— Written exercise 1 —
Summarize the account of recording the speech stimuli in two sentences.
— Written exercise 2 —
Extend the account of recording the speech stimuli, starting after its last sentence.

Although we were able to present videotape materials, we did not have the facilities to record and edit high quality materials. Hence we enlisted the help of the University Audio–Visual Aids (AVA) department to record master versions of the stimuli. We also recruited Ms Susan Ballantyne as our model. We chose Susan as she had some amateur dramatic experience and did not feel awkward about repeating these simple phrases to camera, she had a southeast of England accent (which our anticipated baby participants would be familiar with), and critically Harry knew her and her husband socially. The initial stimuli (the consonants with /a/ as the following vowel) were duly recorded in the AVA studio, one evening. I then provided the AVA technician with the stimulus combinations we wished. These included the incongruent versions (e.g., audio /baba/ dubbed onto a visual /gaga/) and congruent versions (audio /baba/ dubbed onto visual /baba/). Hence the congruent stimuli would be second-generation, as would the incongruent stimuli.
The AVA unit was an independent department of the University; therefore we had to wait until they could fit our request into their other commitments. In addition, Harry and the Head of the AVA unit had some disagreement in the past so that it was left to myself and the AVA technician to liaise. This then was the background to why we did what we did, fully anticipating running some pilot studies with infants along the lines of those we had conducted in the SSRC project.

[Source records]

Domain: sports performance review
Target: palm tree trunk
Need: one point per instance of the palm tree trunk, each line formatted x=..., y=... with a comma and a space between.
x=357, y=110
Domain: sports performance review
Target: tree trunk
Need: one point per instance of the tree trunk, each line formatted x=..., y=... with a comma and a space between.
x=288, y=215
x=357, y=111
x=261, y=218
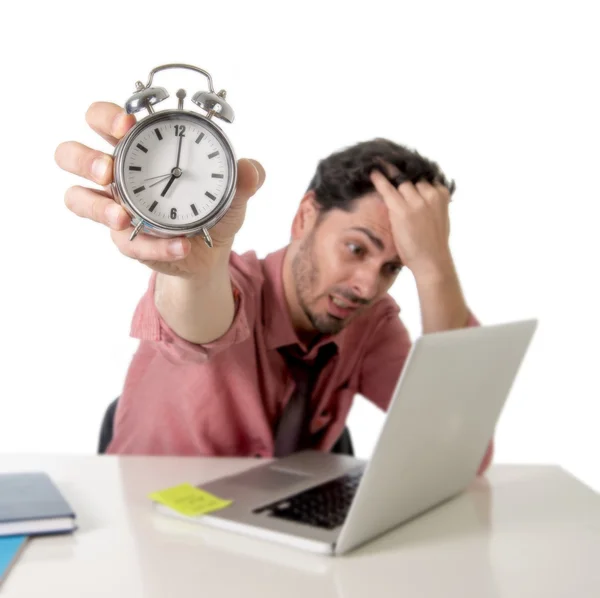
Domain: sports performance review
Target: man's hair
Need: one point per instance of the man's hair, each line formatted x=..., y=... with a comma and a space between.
x=343, y=176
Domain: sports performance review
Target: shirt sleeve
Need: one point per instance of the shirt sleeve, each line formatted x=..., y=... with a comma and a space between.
x=149, y=325
x=389, y=347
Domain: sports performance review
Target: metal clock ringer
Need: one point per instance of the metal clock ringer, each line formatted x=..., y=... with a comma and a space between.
x=175, y=171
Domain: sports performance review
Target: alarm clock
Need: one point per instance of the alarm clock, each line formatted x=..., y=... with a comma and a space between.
x=175, y=171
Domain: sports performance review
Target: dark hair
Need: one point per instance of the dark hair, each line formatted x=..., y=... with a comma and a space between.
x=343, y=176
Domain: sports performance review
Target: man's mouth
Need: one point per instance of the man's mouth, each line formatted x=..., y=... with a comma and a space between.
x=341, y=308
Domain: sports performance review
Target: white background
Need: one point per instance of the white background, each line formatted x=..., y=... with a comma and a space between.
x=504, y=97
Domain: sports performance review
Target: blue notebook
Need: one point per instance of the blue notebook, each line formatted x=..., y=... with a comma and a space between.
x=10, y=548
x=30, y=504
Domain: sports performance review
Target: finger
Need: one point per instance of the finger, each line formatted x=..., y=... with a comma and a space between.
x=390, y=195
x=427, y=191
x=96, y=206
x=110, y=121
x=150, y=249
x=262, y=175
x=444, y=192
x=249, y=180
x=76, y=158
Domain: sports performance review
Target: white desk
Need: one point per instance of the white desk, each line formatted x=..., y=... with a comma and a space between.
x=520, y=531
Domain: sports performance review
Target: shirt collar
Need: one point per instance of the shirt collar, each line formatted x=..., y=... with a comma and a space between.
x=279, y=331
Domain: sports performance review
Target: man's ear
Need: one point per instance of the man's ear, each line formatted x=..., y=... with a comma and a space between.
x=306, y=216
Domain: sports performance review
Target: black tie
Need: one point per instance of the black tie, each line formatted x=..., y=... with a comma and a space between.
x=292, y=427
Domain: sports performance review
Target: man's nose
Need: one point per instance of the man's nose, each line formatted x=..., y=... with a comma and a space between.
x=365, y=282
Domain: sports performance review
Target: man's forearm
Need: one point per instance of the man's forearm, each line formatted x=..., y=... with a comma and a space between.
x=442, y=303
x=199, y=309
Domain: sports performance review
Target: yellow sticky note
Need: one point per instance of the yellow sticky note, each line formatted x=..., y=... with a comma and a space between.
x=189, y=500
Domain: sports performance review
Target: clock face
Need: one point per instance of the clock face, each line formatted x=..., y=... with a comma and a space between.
x=176, y=170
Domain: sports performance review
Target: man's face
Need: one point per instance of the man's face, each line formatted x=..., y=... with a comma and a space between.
x=345, y=263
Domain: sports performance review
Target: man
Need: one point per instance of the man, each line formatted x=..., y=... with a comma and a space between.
x=225, y=339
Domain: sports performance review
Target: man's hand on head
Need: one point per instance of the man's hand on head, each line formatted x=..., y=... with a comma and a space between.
x=419, y=218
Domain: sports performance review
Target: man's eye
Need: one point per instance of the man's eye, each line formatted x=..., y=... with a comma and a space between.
x=355, y=249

— Right answer 1 —
Lacking facilities to record and edit high-quality materials, the team had the University Audio–Visual Aids department record master stimuli with Susan Ballantyne as the model, and an AVA technician then made congruent and incongruent dubbed versions. Because the AVA unit was independent and Harry had a past disagreement with its Head, the narrator and the technician handled the liaison, while pilot studies with infants were fully anticipated.

— Right answer 2 —
When eventually the tapes were ready I went to view them in the AVA unit studio. My immediate reaction was that some were fine, but the incongruent ones did not sound right. I wasn’t hearing what I was expecting. I anticipated that the ‘incongruent’ stimuli would seem discordant in some way, but that was not what I experienced. I heard sounds but they didn’t sound quite right, they sounded like different speech sounds.
My immediate reaction was panic. Had something gone wrong in the recording or the dubbing process? Would we have to rerecord everything? Telling Harry this news did not bear thinking about. I went back to the office and confronted him with the news that the tapes were ready, but that maybe he should come and view them as there may be a problem with the recordings. His initial reaction was exasperation as this was another example of the AVA unit not working to the standards he expected. We went and viewed the materials and to his credit, he did not explode when he too thought that the AVA technicians had ‘messed up’. It was he who took the crucial step of listening to the dubbed tapes with his eyes closed and then open. Sure enough there was nothing wrong with the soundtrack, it was simply that we heard a different sound when watching the incongruent stimuli than when we only listened. In the audio–visual conditions we were experiencing an auditory illusion. A number of versions of our discovery have grown up over the years with some exaggeration having crept in (some of it from Harry himself). His response was measured and calm. No one was threatened with the sack as is sometimes reported.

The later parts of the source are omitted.